### LISTED RECORDS:
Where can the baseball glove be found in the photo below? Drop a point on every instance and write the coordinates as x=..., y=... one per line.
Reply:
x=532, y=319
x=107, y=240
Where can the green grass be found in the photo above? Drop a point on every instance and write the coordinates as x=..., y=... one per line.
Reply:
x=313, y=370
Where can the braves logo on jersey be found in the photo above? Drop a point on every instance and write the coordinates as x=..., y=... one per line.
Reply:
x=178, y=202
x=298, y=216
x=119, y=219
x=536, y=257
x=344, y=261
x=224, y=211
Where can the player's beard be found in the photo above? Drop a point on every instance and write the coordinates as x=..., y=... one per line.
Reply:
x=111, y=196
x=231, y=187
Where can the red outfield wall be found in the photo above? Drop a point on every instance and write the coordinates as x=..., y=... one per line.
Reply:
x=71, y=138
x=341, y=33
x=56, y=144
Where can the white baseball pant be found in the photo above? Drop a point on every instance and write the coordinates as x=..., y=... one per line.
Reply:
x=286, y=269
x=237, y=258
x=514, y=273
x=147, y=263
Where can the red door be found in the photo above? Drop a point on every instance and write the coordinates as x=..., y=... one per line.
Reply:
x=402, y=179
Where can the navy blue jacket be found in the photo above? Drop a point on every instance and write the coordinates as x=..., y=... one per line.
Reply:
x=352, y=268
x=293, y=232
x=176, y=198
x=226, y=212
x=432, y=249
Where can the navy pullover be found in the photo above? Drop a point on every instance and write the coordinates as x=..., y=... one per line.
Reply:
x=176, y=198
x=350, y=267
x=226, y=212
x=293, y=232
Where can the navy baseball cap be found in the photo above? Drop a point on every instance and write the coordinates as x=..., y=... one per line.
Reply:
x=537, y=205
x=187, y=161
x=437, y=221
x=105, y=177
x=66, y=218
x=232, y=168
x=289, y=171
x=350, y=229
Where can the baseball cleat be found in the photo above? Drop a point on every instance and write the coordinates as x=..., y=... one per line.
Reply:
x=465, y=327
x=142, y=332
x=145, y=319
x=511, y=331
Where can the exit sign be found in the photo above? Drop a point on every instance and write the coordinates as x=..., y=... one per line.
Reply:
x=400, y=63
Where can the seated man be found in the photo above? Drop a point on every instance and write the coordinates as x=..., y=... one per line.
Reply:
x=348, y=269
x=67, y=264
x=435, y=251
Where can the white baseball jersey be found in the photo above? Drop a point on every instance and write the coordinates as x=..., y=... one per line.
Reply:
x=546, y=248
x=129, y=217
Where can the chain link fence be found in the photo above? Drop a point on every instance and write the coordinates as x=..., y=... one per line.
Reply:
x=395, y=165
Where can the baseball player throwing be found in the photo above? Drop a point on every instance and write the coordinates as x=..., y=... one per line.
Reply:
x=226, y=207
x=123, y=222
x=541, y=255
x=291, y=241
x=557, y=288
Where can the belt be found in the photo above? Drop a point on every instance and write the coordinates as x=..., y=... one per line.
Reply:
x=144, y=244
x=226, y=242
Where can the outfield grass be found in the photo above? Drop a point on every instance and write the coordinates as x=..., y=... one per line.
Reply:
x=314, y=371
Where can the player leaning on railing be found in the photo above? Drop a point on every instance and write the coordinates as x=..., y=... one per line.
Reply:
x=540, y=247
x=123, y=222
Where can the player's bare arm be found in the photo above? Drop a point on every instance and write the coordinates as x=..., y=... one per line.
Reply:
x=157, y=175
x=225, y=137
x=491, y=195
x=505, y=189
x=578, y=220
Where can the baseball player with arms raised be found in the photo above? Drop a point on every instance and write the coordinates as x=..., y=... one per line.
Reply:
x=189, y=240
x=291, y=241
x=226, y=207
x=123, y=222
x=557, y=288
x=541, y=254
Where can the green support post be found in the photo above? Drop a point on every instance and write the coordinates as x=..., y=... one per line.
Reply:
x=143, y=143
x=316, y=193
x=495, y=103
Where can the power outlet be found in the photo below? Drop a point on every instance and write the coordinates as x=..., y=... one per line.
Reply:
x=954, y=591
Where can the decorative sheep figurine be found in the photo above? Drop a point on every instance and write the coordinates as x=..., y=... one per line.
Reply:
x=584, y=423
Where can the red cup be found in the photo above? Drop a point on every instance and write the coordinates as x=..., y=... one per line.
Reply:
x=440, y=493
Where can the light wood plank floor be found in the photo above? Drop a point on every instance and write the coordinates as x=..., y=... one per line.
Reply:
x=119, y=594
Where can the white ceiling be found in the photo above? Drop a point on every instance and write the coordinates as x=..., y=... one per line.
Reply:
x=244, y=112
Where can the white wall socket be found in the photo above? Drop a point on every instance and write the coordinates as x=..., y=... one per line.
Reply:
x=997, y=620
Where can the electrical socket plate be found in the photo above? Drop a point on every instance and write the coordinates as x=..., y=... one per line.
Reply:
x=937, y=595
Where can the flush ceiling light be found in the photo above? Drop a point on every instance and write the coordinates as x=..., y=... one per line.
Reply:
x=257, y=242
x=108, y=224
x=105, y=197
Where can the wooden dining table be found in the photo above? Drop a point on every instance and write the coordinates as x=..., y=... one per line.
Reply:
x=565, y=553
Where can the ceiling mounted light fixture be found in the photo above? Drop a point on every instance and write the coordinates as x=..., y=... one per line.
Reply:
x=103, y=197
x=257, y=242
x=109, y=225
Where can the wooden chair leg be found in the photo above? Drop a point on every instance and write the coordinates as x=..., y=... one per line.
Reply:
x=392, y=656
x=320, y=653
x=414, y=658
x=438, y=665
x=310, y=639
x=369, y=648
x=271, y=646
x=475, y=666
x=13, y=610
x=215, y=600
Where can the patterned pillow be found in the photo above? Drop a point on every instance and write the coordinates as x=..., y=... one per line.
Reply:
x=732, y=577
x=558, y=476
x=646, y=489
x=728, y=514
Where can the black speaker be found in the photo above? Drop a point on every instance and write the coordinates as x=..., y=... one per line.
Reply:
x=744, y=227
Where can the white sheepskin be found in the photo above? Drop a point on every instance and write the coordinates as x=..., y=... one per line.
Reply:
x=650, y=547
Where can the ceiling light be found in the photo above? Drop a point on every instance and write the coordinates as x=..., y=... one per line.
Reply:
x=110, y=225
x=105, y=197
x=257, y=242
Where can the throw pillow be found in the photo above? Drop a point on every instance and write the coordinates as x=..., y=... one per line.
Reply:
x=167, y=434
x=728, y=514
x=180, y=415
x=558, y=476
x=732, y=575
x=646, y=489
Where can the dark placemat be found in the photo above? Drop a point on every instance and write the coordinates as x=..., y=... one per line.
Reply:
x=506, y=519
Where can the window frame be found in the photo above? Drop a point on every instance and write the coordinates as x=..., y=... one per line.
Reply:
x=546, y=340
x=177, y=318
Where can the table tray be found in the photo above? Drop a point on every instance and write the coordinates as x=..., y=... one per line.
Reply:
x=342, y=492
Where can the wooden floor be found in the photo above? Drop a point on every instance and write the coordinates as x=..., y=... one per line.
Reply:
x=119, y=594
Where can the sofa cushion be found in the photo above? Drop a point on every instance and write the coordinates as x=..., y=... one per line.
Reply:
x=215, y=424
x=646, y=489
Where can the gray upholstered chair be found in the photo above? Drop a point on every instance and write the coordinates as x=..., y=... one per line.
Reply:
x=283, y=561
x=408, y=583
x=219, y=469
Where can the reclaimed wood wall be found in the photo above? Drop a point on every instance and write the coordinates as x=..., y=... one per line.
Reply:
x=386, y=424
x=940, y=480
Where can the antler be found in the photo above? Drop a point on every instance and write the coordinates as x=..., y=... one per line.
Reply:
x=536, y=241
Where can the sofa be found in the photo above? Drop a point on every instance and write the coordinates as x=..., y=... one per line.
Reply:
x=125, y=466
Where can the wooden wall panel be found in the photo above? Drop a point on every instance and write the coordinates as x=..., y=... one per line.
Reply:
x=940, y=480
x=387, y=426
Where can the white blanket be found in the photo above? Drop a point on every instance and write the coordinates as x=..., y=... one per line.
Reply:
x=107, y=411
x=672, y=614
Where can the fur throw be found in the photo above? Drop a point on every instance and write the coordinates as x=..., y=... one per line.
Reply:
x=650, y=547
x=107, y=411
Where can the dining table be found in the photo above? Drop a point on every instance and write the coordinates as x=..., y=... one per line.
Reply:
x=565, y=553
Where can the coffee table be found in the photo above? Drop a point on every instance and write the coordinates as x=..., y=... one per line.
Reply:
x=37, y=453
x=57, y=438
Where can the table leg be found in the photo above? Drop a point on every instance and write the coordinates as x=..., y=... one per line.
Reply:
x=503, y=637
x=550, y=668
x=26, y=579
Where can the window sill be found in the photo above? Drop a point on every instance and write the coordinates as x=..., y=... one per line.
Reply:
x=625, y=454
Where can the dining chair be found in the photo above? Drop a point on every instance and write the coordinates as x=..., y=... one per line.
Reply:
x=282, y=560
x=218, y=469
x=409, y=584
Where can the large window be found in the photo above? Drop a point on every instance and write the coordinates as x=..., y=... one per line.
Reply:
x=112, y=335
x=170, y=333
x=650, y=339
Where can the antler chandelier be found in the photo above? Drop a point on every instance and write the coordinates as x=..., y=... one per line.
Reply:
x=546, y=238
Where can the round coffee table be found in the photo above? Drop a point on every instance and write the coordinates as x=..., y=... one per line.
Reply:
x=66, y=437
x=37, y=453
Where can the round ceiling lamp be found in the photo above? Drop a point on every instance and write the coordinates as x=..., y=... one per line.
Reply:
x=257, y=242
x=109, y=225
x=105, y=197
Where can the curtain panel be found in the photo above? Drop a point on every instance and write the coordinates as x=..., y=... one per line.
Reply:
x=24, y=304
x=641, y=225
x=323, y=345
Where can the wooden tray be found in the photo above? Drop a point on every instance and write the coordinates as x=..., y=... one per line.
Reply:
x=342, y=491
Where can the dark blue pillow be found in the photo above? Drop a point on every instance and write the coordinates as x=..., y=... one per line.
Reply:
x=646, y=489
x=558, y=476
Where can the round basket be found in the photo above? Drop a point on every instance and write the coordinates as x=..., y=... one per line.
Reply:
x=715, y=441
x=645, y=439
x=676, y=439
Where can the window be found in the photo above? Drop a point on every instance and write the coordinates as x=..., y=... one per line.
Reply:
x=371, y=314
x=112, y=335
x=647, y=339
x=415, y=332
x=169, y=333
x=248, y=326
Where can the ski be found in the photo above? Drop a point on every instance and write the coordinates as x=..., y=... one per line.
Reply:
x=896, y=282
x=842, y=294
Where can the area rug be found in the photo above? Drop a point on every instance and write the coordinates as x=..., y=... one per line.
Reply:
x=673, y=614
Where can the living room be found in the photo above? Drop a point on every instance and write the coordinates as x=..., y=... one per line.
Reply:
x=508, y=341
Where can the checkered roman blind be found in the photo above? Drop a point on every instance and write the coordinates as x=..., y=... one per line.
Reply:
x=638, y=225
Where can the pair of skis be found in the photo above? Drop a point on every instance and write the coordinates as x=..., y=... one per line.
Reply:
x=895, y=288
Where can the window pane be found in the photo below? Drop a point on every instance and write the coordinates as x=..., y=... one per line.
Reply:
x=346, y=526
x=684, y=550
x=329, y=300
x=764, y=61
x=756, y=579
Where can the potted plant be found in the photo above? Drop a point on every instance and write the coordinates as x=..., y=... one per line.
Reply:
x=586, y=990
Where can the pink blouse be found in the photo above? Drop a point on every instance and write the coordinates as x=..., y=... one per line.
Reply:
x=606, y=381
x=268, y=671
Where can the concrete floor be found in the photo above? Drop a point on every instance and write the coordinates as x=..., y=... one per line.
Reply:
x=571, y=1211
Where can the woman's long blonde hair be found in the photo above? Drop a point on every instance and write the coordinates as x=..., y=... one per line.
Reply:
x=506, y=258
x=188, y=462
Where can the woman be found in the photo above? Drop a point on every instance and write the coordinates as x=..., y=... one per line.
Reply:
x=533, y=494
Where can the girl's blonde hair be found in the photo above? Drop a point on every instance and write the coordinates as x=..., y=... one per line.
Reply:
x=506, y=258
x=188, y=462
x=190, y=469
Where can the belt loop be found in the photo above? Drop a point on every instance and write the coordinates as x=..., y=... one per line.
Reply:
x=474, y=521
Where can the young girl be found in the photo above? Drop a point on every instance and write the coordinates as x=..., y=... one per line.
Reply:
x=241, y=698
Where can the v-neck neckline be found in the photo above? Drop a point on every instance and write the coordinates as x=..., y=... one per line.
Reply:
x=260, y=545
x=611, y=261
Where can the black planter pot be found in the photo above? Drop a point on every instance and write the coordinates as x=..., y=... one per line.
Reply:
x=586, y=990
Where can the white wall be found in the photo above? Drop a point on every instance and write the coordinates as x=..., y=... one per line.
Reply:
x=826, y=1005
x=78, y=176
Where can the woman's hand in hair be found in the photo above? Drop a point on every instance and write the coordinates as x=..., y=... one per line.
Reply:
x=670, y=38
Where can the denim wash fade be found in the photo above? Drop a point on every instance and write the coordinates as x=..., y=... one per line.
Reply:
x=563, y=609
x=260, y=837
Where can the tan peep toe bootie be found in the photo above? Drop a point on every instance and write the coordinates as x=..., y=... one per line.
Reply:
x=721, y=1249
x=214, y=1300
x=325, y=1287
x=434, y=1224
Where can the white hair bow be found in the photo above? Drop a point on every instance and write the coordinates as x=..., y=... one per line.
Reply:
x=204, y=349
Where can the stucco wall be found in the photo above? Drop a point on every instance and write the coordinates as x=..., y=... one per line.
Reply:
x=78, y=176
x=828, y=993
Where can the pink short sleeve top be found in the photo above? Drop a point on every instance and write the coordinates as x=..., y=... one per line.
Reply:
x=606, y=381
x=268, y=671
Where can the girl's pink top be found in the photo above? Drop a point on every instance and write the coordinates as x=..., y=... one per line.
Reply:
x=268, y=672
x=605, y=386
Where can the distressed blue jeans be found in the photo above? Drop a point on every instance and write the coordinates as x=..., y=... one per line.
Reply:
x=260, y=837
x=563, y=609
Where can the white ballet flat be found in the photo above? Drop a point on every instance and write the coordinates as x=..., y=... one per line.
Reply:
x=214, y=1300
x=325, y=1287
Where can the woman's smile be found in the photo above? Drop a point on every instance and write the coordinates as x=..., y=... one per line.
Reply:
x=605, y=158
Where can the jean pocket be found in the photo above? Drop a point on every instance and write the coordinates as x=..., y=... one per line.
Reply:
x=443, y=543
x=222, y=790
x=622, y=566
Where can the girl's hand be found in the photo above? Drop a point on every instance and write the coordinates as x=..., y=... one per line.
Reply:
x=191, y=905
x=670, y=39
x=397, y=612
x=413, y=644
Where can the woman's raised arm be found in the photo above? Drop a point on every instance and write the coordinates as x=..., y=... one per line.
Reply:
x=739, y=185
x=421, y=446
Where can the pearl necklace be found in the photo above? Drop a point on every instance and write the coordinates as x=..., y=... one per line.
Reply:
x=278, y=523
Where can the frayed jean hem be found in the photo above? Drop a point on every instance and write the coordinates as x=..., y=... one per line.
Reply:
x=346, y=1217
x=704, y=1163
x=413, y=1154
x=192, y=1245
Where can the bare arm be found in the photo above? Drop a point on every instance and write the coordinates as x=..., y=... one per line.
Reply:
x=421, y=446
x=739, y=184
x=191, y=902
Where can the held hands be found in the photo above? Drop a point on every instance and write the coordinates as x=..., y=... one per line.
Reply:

### DIRECTIVE:
Copy out the records verbatim, starting with the line that contains "Where can the stucco" and going on through the line that contains "x=828, y=993", both included.

### ANSWER TO THIS EXERCISE:
Where can the stucco wall be found in the photo above? Drop a point on every instance and write the coordinates as x=..., y=... one per line.
Reply:
x=78, y=176
x=828, y=993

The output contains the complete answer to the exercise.